→ Set task:
Please reproduce every record, keeping each one exactly as written.

→ Records supplied:
....

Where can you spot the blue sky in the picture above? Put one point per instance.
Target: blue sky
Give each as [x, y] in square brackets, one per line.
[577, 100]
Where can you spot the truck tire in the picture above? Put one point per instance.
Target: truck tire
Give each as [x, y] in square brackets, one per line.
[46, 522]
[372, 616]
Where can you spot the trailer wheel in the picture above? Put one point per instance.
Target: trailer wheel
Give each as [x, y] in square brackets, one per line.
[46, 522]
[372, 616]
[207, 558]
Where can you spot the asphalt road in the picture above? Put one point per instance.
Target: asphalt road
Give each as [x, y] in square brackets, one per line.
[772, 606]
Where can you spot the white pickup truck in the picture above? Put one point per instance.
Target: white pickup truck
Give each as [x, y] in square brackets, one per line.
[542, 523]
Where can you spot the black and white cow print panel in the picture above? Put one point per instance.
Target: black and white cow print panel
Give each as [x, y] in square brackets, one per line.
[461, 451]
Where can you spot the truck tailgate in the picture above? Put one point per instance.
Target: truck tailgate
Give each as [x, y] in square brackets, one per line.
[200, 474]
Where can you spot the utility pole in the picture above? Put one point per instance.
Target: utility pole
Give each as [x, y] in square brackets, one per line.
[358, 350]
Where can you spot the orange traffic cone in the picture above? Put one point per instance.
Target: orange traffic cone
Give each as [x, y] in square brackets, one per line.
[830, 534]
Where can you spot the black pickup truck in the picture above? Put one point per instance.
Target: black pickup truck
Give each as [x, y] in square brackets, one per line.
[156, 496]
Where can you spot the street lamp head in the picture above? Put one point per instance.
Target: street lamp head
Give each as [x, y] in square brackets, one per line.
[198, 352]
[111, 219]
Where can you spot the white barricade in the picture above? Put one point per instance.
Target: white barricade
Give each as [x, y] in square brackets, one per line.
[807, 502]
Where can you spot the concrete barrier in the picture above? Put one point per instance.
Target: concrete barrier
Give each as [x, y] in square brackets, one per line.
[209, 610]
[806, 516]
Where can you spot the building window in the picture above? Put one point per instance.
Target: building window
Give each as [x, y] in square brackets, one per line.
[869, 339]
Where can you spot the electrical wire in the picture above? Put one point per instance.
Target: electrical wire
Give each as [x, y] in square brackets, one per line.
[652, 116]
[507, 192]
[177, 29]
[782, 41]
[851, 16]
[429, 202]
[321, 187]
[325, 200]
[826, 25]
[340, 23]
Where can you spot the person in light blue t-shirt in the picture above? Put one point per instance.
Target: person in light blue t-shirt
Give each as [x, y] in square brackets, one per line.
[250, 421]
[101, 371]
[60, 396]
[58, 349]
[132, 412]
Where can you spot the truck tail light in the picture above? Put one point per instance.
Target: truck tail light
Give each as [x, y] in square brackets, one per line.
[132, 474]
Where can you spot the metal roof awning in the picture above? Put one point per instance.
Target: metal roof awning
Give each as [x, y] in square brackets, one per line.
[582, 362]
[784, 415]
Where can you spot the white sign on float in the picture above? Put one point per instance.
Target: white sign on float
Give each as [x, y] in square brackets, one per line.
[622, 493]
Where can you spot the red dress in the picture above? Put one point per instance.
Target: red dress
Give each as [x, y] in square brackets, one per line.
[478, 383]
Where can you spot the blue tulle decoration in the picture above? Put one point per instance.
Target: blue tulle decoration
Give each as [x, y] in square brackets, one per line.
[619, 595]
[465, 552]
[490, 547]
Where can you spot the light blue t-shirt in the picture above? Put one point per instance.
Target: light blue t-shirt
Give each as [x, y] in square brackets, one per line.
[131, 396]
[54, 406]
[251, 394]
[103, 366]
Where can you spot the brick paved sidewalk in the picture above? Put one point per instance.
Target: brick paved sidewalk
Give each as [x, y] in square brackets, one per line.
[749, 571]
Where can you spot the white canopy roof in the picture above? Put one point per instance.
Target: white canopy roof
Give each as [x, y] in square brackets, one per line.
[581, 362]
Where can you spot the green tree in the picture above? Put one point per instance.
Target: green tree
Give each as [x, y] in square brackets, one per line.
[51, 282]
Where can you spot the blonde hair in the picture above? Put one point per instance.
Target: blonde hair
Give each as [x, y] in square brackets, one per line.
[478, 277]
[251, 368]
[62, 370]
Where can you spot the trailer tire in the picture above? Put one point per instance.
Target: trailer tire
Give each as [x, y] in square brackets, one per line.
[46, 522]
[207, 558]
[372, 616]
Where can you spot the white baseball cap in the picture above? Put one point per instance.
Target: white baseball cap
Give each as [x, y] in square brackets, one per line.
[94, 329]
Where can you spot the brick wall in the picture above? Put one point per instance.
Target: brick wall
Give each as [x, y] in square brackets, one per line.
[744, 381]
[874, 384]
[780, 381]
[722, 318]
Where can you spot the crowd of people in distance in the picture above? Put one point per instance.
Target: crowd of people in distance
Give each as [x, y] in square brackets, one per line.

....

→ Result:
Where can you spot the blue sky in the picture above? Put one point per instance.
Target: blue sky
Give each as [x, y] in square brackets, one per line.
[577, 100]
Where can you spot the truck tire in the picture above? Put one point per instance.
Target: truck tire
Give each as [x, y] in square brackets, one per line.
[46, 522]
[372, 616]
Where can you spot the trailer wheel in the picture above? Put one point per instance.
Target: trailer wheel
Give each as [x, y] in square brackets, one per line.
[46, 522]
[372, 616]
[207, 558]
Where can you spot the asphalt road in the picture above? Put one point per instance.
Target: asphalt road
Give each as [x, y] in square brackets, one per line.
[772, 606]
Where can you spot the white pickup truck in the picture above? Put one point per instance.
Target: white pickup truck
Give each as [x, y] in square brackets, one per line.
[542, 523]
Where can you spot the black and white cow print panel in the picture above? Put one point per instance.
Target: black and white cow print panel
Give each as [x, y] in square brackets, one per line.
[461, 451]
Where can you spot the truck tailgate in the picture above? Put one point per instance.
Target: truck tailgate
Give each as [x, y] in square brackets, one per line.
[200, 474]
Where can you spot the utility pole in the picture above? Put one point per instance.
Target: utility pole
Give each as [x, y] in square brackets, one per line.
[358, 350]
Where can you spot the orange traffic cone in the picture above? Put one point per instance.
Target: orange traffic cone
Give each as [x, y] in square brackets, one per line.
[830, 534]
Where can you spot the black pickup truck in the picture above? Put one point per instance.
Target: black pickup truck
Give each as [x, y] in square brackets, one per line.
[156, 496]
Where can you spot the street lamp head in the picture above? Put one point per instance.
Target: street lamp head
Give each as [x, y] in square brackets, one per line.
[198, 352]
[111, 219]
Where can you spot the white barricade in the picture above? Put one point per instance.
Target: white barricade
Give each as [x, y] in square brackets, one per line.
[807, 502]
Where can you spot the concrete barrier in the picture above? Put one point per instance.
Target: concrete barrier
Give each as [x, y] in square brackets, one per line.
[209, 610]
[806, 516]
Where can you spot the building window in the picture above? Put one point per instance.
Target: building window
Give each as [x, y] in square brackets, one per line.
[869, 339]
Where can you spot the electrical wire in the picture above? Put one point per instance.
Target: electrical wire
Give each as [x, y] in square brackets, one per line.
[652, 116]
[507, 192]
[177, 29]
[782, 41]
[851, 16]
[429, 202]
[321, 187]
[325, 200]
[826, 25]
[340, 23]
Where can you spot the person in light blue t-shirt in the picture above? Put one point per instance.
Target: person in light blue t-shirt
Give each as [x, y] in square brackets, one per line.
[250, 421]
[101, 371]
[60, 396]
[58, 349]
[132, 412]
Where can you spot the truck tail light in the picture above? Put one point per instance.
Target: truck tail light
Give each as [x, y] in square brackets, one per line.
[132, 474]
Where can you spot the metal roof awning in the picture above? Put one point per instance.
Target: metal roof awning
Give each as [x, y] in square brackets, one per line.
[582, 362]
[784, 415]
Where can you spot the white sign on float in the picture above? Put one point per instance.
Target: white sign on float
Give each as [x, y] in square brackets, one per line.
[622, 493]
Where can you spot the red dress in the picture above? Put one point per instance.
Target: red dress
Give each as [x, y] in square brackets, one per line.
[478, 383]
Where can you spot the blue tulle decoration in the picture above? Put one point per instance.
Target: blue tulle decoration
Give each as [x, y] in square brackets, one per line.
[619, 595]
[465, 552]
[490, 547]
Where can you spot the light blue t-shirt in the picture above? Put one point per instance.
Target: light blue t-shirt
Give each as [x, y] in square brackets, one per line.
[131, 396]
[54, 406]
[251, 394]
[103, 366]
Where can you spot the brick paved sidewalk in the picture above? Put one point per instance.
Target: brick paved sidewalk
Give each as [x, y] in square brackets, one per line.
[749, 571]
Where can you spot the white canopy roof in the picture above? Put one point per instance.
Target: white canopy roof
Give each as [x, y] in square brackets, one per line.
[581, 362]
Where can you spot the green tree in the picture above? Put one point per instance.
Target: green tree
Give each as [x, y] in square brackets, one per line.
[51, 282]
Where can you spot the blonde hair in the picture above? Put one point per instance.
Target: blonde hair
Give each as [x, y] in square brackets, one per line.
[478, 277]
[251, 368]
[62, 370]
Where can you spot the trailer tire in the picture above? Put one point per instance.
Target: trailer tire
Give each as [x, y] in square brackets, one per line.
[46, 522]
[207, 558]
[372, 616]
Where can you spot the white baseball cap in the picture above? Put one point per instance.
Target: white baseball cap
Give each as [x, y] in square brackets, one per line.
[94, 329]
Where can you spot the brick wall in the picture above? Put one point per instance.
Target: brick wall
Give each as [x, y] in square brackets, one per line.
[744, 381]
[874, 384]
[780, 381]
[722, 318]
Where can you spot the crowd of people in distance in the picture above? Put one point per instance.
Target: crowd of people in distance
Give each as [x, y] in square brackets, one per line.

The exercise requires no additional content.